Objective
This study sought both to support evidence-based patient identity policy development by illustrating an approach for formally evaluating operational matching methods, and also to characterize the performance of both referential and probabilistic patient matching algorithms using real-world demographic data.
Materials and Methods
We assessed matching accuracy for referential and probabilistic matching algorithms using a manually reviewed 30 000 record gold standard reference dataset derived from a large health information exchange containing over 47 million patient registrations. We applied referential and probabilistic algorithms to this dataset and compared the outputs to the gold standard. We computed performance metrics including sensitivity (recall), positive predictive value (precision), and F-score for each algorithm.
Results
The probabilistic algorithm exhibited sensitivity, positive predictive value (PPV), and F-score of .6366, 0.9995, and 0.7778, respectively. The referential algorithm exhibited corresponding sensitivity, PPV, and F-score values of 0.9351, 0.9996, and 0.9663, respectively. Treating discordant and limited-data records as nonmatches increased referential match sensitivity to 0.9578. Compared to the more traditional probabilistic approach, referential matching exhibits greater accuracy.
Conclusions
Referential patient matching, an increasingly popular method among health IT vendors, demonstrated notably greater accuracy than a more traditional probabilistic approach without the adaptation of the algorithm to the data that the traditional probabilistic approach usually requires. Health IT policymakers, including the Office of the National Coordinator for Health Information Technology (ONC), should explore strategies to expand the evidence base for real-world matching system performance, given the need for an evidence-based patient identity strategy.

---+---

In the patient-matching abstract, what F-score did the referential algorithm achieve?

* [Raw data]
---+---

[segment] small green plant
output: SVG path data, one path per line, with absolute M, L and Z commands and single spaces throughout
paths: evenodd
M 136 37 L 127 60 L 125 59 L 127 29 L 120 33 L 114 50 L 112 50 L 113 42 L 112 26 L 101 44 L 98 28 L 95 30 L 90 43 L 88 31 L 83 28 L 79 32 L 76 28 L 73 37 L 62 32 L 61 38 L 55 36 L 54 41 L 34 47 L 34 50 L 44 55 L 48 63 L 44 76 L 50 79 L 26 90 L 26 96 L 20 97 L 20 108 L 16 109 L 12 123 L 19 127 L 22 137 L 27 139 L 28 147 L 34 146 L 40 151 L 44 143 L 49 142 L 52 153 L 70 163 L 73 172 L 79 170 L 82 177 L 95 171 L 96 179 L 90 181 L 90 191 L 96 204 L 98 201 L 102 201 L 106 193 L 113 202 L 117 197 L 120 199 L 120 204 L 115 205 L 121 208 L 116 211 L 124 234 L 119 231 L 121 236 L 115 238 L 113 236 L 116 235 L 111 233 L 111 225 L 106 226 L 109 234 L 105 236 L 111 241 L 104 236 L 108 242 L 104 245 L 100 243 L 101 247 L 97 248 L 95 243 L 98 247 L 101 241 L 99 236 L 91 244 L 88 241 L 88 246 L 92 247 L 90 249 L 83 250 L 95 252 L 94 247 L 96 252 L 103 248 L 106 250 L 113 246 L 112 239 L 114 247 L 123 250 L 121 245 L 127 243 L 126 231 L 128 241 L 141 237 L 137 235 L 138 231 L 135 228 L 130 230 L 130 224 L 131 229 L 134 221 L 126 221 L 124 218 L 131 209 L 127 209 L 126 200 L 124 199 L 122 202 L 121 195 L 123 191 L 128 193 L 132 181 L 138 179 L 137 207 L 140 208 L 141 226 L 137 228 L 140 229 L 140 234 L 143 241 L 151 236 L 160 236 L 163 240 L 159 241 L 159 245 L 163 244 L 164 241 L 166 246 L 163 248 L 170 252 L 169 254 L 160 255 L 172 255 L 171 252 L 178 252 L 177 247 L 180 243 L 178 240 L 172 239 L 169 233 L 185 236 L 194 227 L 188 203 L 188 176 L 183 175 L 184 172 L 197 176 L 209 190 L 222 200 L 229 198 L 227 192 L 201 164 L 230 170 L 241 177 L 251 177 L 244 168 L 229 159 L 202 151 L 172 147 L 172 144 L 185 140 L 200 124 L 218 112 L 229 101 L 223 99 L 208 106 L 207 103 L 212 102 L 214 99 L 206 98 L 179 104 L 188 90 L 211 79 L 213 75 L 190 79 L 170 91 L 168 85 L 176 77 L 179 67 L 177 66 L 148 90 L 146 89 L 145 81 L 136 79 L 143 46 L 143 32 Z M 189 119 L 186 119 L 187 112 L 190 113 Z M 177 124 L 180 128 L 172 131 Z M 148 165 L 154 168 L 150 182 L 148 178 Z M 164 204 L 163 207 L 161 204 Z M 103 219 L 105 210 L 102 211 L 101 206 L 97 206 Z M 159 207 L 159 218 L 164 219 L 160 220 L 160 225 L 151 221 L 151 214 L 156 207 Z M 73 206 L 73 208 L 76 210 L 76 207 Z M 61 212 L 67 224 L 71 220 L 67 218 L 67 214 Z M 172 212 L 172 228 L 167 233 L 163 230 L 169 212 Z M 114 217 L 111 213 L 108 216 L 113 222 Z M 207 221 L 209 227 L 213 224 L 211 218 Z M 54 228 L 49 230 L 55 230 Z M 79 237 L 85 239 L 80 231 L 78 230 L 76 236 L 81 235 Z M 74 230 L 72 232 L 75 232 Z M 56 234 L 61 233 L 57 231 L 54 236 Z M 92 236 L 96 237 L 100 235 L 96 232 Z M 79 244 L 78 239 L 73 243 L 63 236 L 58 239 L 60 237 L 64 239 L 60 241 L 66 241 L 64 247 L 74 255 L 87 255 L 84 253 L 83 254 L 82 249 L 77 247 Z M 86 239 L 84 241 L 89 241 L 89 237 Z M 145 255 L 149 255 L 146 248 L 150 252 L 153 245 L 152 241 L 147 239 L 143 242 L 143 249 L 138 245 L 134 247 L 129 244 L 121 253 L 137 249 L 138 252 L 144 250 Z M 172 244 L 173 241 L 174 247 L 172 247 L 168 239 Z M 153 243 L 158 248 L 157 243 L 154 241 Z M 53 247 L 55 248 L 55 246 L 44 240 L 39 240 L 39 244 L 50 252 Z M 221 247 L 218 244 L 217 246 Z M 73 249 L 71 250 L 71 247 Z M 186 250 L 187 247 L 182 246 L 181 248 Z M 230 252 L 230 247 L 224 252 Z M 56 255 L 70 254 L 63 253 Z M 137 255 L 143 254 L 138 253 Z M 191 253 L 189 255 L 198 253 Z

---+---

* [Response to this task] 0.9663